TASK TO CARRY OUT — Transcribe everything in the stock market commentary from "Because the current" down to "owners will continue.", keeping every word and punctuation mark unchanged.

DOCUMENT PASSAGE —
“Anything that just costs money is cheap."
John Steinbeck
Most of the portfolio managers I speak with are frustrated with the stock market’s recent price action; it’s difficult to reconcile its recent bounce back from virtual oblivion when the economy continues to fall apart on so many levels.
Last week, we learned that gross domestic product collapsed by 32% in the second quarter, yet the S&P 500 is hitting another new high today. The stock market has continued to go up even as consumer confidence plunged in August to its lowest reading since 2009. The surge in equities also coincides with 44% of Californians reporting levels of anxiety and gloom typically associated with diagnoses of generalized anxiety disorder or major depressive disorder. …Apparently, our 401k’s are doing fine, but the rest of our lives are falling apart.
Here’s another thing to feel not-so-great about: The stocks that are carrying the market are the ones that make it possible to get rid of you. Vincent Deluard, director of global macro strategy at brokerage StoneX Group Inc., divided the S&P 500 into groups based on a measure he calls “market value of intangible assets per employee” -- the price of a company’s intellectual property and brand recognition compared with the number of people employed. The cluster with small numbers of employees relative to company value has returned 18% this year. The group with the highest labor intensiveness has seen a 19% loss.
Equity prices and market indices are measures of value creation for the owners of capital, which is not the same thing as value creation in the economy more broadly. We see evidence of that in tech surging while banks fall, in growth rising as value drops, in big companies thriving while small ones struggle. A common refrain has been that “the stock market isn’t the economy.” However, going by Deluard’s logic, that isn’t true. Rather, the market is a reflection of the economy – a societal viewpoint on which companies will flourish in the future. Market valuations are increasingly based on intangible assets, not the least of which is the ownership and control of data, which demands its own means of value creation and monetization. In other words, equity markets have moved higher as a reflection of the actual economy that we have right now-- it just may not be the economy we would like to have.
Because the current crisis is actually boosting the value of certain companies that control data, it is worth asking who owns the bulk of their stock. It certainly isn’t the private households and businesses whose balance sheets have been vaporized by shutdowns. No, today’s high-valuation companies are owned by individuals and institutions with balance sheets that are already substantial enough to provide a cushion of economic resilience. While labor-intensive companies with lower intangible capital per employee may enjoy a period of outperformance as they bounce back in a post-pandemic era, the economy’s digital footprint is still only likely to expand, and the underlying trend favoring intangible capital and its owners will continue.
In the age of idolization of the Silicon Valley CEO, I suppose we’re getting just what we asked for.

RECORDS SHOWN —
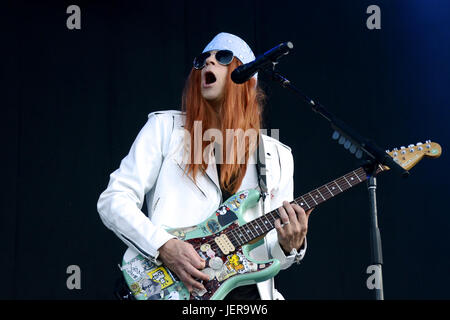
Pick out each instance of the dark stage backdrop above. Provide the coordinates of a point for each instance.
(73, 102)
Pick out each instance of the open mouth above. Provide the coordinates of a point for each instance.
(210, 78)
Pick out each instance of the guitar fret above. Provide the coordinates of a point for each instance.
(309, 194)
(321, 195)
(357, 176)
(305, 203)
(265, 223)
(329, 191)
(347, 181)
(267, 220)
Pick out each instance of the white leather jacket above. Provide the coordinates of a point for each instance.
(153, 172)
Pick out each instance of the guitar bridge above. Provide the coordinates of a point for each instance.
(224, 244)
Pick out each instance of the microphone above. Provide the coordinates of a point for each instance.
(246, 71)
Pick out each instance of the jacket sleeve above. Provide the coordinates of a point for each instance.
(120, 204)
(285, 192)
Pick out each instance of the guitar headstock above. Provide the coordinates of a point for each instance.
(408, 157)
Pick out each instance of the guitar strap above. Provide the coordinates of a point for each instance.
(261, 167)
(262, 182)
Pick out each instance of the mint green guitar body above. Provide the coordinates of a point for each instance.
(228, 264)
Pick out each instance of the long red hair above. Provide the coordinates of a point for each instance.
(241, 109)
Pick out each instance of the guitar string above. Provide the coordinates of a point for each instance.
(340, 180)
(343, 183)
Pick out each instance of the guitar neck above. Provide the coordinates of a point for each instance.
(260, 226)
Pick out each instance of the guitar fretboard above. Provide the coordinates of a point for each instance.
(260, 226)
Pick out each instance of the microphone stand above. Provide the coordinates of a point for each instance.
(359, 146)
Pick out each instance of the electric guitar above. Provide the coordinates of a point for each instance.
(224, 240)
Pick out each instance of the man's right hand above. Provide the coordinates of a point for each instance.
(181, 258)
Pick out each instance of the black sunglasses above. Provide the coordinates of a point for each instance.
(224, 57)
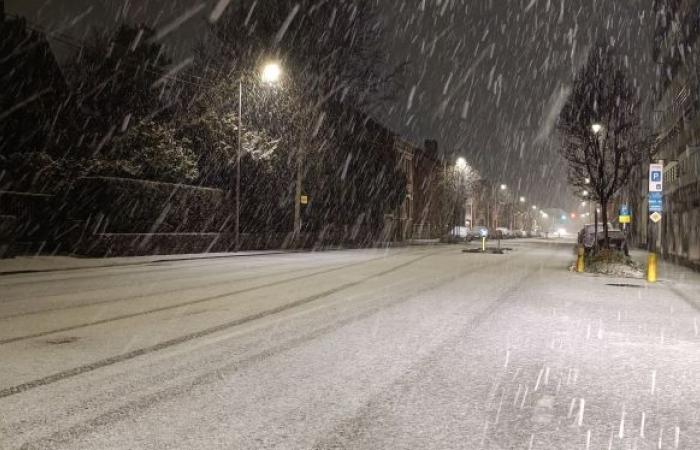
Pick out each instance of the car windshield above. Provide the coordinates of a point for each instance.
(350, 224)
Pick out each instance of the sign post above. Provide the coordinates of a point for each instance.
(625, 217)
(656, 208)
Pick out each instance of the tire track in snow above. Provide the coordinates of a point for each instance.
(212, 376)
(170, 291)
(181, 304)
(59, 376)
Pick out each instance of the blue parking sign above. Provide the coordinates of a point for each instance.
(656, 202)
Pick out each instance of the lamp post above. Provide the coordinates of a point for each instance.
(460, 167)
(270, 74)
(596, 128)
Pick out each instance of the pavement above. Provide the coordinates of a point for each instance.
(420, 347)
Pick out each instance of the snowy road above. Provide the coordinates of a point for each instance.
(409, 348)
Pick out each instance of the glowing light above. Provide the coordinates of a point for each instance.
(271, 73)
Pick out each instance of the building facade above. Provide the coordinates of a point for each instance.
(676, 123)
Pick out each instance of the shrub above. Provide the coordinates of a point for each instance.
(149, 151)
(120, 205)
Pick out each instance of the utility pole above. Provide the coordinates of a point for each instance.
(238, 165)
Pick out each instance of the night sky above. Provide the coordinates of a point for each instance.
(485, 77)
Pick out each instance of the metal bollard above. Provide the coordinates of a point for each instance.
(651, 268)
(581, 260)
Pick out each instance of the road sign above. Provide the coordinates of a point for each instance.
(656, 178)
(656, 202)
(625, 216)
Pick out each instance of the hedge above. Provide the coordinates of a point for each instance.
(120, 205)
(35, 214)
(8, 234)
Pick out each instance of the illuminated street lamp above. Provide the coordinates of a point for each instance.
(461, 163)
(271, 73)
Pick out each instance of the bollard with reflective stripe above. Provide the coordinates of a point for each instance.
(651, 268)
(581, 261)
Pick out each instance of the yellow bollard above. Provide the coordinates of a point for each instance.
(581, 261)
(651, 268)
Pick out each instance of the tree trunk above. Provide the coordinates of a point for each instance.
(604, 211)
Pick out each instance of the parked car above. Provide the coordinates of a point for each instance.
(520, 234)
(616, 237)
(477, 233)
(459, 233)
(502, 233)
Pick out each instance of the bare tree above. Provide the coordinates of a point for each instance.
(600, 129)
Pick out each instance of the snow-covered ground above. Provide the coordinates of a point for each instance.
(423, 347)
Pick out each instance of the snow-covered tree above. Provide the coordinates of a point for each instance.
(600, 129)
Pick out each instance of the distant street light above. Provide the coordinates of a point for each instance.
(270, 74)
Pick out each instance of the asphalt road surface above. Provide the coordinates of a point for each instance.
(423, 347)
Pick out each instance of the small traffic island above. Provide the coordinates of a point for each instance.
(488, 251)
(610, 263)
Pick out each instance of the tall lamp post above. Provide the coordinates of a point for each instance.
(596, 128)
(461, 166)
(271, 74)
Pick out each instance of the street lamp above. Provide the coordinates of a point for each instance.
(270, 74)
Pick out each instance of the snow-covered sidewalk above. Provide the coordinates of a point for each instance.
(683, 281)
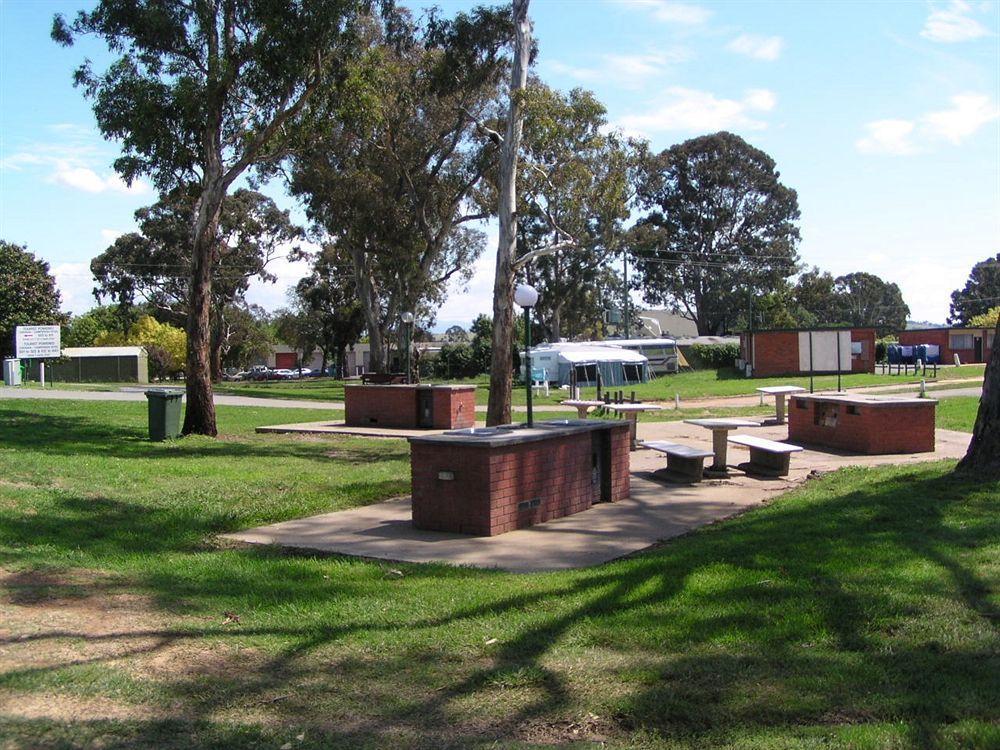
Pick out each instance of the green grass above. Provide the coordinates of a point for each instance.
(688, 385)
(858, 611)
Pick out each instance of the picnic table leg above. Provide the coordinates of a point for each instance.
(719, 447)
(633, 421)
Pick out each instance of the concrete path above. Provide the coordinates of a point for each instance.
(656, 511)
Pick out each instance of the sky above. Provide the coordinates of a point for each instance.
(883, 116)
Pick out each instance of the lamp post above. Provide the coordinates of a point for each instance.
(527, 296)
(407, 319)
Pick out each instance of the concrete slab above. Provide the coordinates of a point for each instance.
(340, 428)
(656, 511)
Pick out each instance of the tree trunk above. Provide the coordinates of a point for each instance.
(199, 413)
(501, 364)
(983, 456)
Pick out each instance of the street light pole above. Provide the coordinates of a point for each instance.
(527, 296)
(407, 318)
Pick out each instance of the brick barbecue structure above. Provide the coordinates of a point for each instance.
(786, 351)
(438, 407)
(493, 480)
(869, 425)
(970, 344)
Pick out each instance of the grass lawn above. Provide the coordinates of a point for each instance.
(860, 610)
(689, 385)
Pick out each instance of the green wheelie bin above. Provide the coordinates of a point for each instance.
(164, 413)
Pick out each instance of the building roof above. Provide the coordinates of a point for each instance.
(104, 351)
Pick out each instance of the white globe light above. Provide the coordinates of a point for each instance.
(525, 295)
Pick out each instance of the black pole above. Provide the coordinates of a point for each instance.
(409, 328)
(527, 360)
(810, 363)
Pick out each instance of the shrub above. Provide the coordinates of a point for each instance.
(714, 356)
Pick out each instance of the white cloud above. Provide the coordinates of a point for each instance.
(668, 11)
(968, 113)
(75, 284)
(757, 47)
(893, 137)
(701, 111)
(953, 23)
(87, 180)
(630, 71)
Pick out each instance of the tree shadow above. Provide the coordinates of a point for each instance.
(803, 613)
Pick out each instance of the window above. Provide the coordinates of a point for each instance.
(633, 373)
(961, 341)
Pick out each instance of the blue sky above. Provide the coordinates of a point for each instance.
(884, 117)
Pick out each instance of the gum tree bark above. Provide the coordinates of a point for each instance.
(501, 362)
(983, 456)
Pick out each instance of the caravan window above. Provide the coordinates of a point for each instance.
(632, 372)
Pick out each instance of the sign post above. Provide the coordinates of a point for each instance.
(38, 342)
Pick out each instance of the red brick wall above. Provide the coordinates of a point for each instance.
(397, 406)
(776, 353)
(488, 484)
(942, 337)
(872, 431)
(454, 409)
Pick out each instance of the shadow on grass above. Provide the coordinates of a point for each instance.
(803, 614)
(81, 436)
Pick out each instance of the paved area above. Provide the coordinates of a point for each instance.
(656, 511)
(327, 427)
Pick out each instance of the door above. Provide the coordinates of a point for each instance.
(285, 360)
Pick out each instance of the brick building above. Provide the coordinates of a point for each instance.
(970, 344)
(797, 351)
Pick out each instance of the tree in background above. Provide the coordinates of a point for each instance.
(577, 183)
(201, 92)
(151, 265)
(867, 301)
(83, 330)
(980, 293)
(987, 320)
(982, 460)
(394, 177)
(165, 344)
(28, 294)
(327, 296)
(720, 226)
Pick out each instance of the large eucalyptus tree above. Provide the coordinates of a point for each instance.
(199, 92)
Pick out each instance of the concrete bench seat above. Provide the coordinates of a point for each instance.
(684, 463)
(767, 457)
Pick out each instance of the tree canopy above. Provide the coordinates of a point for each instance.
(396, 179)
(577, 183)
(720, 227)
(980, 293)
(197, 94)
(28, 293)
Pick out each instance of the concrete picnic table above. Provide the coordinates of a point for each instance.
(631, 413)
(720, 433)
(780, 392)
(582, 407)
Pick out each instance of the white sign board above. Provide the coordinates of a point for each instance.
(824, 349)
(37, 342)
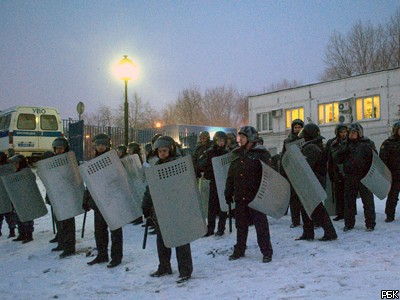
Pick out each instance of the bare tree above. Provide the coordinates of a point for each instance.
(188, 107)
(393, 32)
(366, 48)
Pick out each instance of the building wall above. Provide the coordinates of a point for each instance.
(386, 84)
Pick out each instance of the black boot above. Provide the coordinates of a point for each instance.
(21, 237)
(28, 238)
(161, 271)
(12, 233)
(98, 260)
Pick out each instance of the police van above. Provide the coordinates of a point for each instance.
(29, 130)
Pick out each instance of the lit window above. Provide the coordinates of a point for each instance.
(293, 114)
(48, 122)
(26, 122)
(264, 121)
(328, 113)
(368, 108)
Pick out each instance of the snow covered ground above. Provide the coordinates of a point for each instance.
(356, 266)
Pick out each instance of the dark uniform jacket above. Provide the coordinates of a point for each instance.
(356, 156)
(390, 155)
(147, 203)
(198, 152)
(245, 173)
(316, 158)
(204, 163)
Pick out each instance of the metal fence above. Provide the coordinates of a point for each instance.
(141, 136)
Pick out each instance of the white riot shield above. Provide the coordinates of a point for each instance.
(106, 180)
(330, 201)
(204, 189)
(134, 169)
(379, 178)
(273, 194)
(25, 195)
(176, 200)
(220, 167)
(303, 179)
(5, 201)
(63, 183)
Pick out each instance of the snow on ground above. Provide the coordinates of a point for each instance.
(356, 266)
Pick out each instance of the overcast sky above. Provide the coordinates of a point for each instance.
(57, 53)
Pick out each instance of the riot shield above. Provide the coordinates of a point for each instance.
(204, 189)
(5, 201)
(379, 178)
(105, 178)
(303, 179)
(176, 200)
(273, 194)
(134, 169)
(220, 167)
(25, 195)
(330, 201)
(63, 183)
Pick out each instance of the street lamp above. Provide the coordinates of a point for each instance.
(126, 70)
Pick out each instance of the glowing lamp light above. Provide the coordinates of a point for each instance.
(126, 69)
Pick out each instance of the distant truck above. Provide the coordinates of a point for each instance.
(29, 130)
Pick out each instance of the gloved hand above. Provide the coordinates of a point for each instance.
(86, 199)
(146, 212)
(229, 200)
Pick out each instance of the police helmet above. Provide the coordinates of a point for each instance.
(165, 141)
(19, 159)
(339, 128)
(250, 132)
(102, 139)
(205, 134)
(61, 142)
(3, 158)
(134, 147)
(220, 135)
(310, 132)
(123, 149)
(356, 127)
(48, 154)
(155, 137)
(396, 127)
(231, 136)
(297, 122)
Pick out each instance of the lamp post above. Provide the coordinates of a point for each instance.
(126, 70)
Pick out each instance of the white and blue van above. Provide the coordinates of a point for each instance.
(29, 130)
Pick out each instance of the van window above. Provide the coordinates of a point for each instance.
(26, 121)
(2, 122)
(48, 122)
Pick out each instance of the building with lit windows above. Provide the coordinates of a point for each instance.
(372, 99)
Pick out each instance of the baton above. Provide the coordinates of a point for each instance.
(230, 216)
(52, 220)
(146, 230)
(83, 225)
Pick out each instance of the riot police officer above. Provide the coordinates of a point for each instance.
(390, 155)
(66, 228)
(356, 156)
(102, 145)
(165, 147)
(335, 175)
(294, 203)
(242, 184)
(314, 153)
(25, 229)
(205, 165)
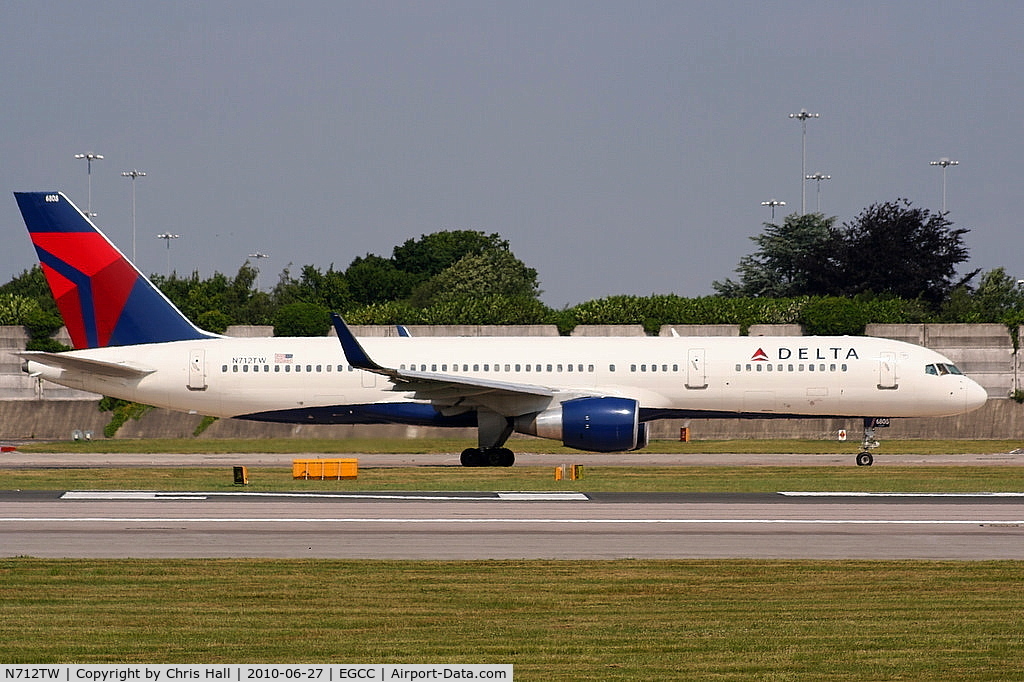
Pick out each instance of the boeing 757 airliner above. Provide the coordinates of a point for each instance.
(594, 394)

WRITTEN RESPONSE —
Because the current crisis is actually boosting the value of certain companies that control data, it is worth asking who owns the bulk of their stock. It certainly isn’t the private households and businesses whose balance sheets have been vaporized by shutdowns. No, today’s high-valuation companies are owned by individuals and institutions with balance sheets that are already substantial enough to provide a cushion of economic resilience. While labor-intensive companies with lower intangible capital per employee may enjoy a period of outperformance as they bounce back in a post-pandemic era, the economy’s digital footprint is still only likely to expand, and the underlying trend favoring intangible capital and its owners will continue.